### EXERCISE GOAL
Repeat the entire listing exactly.

### DATA FOR PROCESSING
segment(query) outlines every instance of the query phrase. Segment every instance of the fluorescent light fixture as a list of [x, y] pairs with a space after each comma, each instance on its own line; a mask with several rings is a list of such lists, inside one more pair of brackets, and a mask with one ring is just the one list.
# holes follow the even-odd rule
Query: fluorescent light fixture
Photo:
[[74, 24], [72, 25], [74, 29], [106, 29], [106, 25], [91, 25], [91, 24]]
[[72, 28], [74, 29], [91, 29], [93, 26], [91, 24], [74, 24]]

### IN RESPONSE
segment(query) outlines every instance of the query phrase. Segment every instance of the fluorescent light fixture as a list of [x, y] pairs with a space after each comma, each instance on its own line; a mask with several rings is a list of such lists, inside one more pair of brackets, and a mask with one ring is just the one list.
# holes follow the even-odd rule
Query: fluorescent light fixture
Photo:
[[74, 24], [72, 25], [74, 29], [106, 29], [106, 25], [91, 25], [91, 24]]
[[72, 28], [74, 29], [91, 29], [93, 26], [91, 24], [74, 24]]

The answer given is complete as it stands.